Request: Reproduce the lines below without any alteration, omitting the pictures from your answer.

--- Start of Record extracts ---

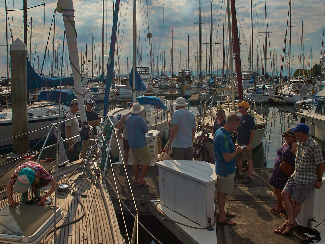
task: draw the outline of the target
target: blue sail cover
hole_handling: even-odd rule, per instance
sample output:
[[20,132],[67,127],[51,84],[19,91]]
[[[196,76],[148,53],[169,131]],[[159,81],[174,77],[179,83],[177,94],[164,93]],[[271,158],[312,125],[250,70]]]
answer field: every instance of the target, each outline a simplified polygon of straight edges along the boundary
[[213,80],[213,77],[211,75],[210,76],[210,78],[209,78],[209,82],[210,84],[214,83],[214,81]]
[[254,74],[252,74],[252,77],[251,77],[251,80],[249,81],[249,83],[250,84],[253,84],[255,81],[255,76],[254,75]]
[[[66,106],[69,106],[71,101],[77,98],[72,90],[69,89],[61,89],[61,103]],[[52,91],[44,91],[40,93],[38,101],[55,101],[58,102],[60,99],[60,89]]]
[[[27,89],[37,89],[41,87],[54,87],[60,86],[60,77],[44,77],[38,74],[32,67],[30,61],[27,61]],[[73,77],[62,77],[62,86],[73,86]]]
[[110,87],[112,85],[112,81],[113,79],[115,44],[116,42],[116,29],[117,28],[117,19],[118,17],[119,7],[120,0],[116,0],[115,3],[114,15],[113,17],[113,27],[112,27],[112,35],[110,38],[110,56],[107,61],[107,73],[106,76],[105,96],[104,98],[104,116],[106,116],[107,114],[108,104],[110,102]]
[[[166,109],[167,107],[157,97],[153,96],[142,96],[136,98],[136,102],[140,104],[150,104],[160,108]],[[132,103],[135,102],[132,101]]]
[[[130,86],[132,89],[133,88],[133,84],[132,84],[133,80],[133,68],[132,68],[132,69],[131,70],[131,73],[130,73],[130,76],[129,76],[129,84],[130,85]],[[135,88],[136,90],[138,91],[147,90],[147,88],[144,85],[143,82],[142,81],[142,80],[141,79],[141,76],[140,76],[140,74],[139,74],[136,69],[136,78],[135,80],[135,83],[136,85]]]
[[89,82],[102,82],[104,81],[104,72],[103,72],[100,75],[100,76],[97,79],[88,79],[87,81],[87,83]]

--- End of Record extracts ---

Result:
task: draw the outline of the target
target: blue sail cover
hole_handling: even-odd rule, per instance
sample output:
[[20,132],[67,127],[51,84],[19,91]]
[[[196,76],[148,53],[169,131]],[[159,81],[174,77],[179,83],[177,94],[164,93]],[[271,158],[312,125],[250,70]]]
answer field: every instance of the target, each outline a simplified polygon of straight edges along the boundary
[[213,80],[213,77],[211,75],[210,76],[210,78],[209,78],[209,82],[210,84],[214,83],[214,81]]
[[254,74],[252,74],[252,77],[251,77],[251,80],[249,81],[249,83],[250,84],[253,84],[255,81],[255,76],[254,75]]
[[[66,106],[69,106],[71,101],[77,98],[72,90],[69,89],[61,89],[61,103]],[[52,91],[44,91],[40,93],[38,101],[55,101],[58,102],[60,99],[60,89]]]
[[[27,89],[37,89],[41,87],[54,87],[60,86],[60,77],[44,77],[38,74],[32,67],[30,61],[27,61]],[[73,77],[62,77],[62,86],[73,86]]]
[[110,87],[112,85],[112,81],[113,79],[115,44],[116,42],[116,29],[117,28],[117,19],[118,17],[119,7],[120,0],[116,0],[115,3],[114,15],[113,17],[113,27],[112,27],[112,35],[110,38],[110,56],[107,61],[107,73],[106,76],[105,96],[104,98],[104,116],[106,116],[107,114],[108,104],[110,102]]
[[[166,109],[167,107],[157,97],[153,96],[142,96],[136,98],[136,102],[140,104],[150,104],[160,108]],[[132,103],[135,102],[132,101]]]
[[[130,86],[132,89],[133,88],[133,84],[132,84],[133,80],[133,68],[132,68],[132,69],[131,70],[131,73],[130,73],[130,76],[129,76],[129,84],[130,85]],[[135,88],[136,90],[138,91],[147,90],[147,88],[144,85],[143,82],[142,81],[142,80],[141,79],[141,76],[140,76],[140,74],[139,74],[136,69],[136,78],[135,80],[135,83],[136,85]]]
[[89,82],[102,82],[104,81],[104,72],[103,72],[100,75],[100,76],[97,79],[88,79],[87,81],[87,83]]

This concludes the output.